══ Supplied data

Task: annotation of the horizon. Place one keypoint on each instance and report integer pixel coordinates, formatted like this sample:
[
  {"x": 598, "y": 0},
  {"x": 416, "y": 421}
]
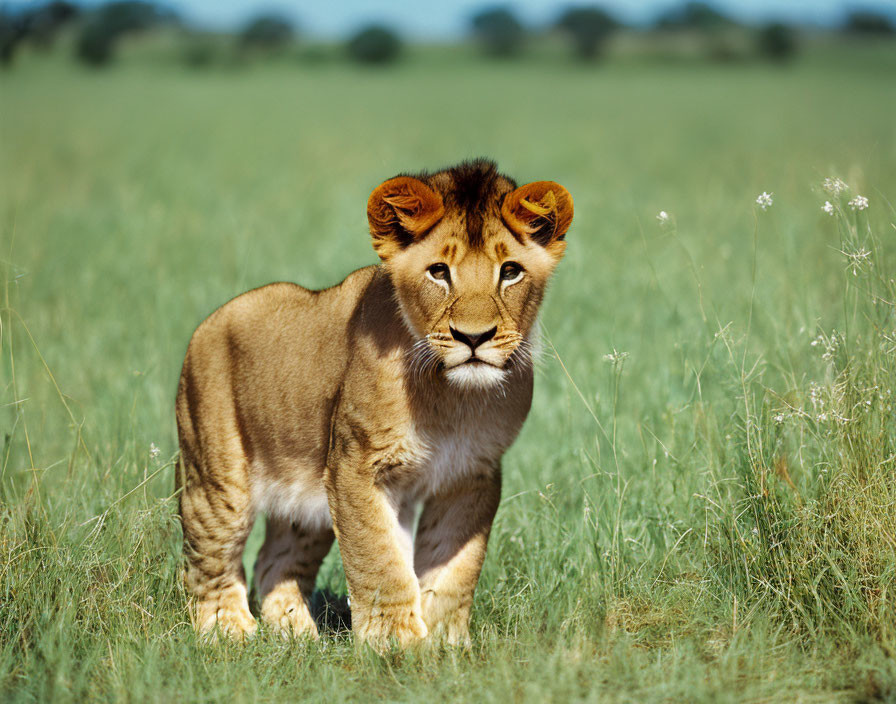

════

The problem ::
Quote the records above verbatim, leaving out the picture.

Reply to the exercise ::
Task: annotation of the horizon. Place one keypoint on each instance and report integer pixel coordinates, formatted like this sample:
[
  {"x": 598, "y": 0},
  {"x": 416, "y": 421}
]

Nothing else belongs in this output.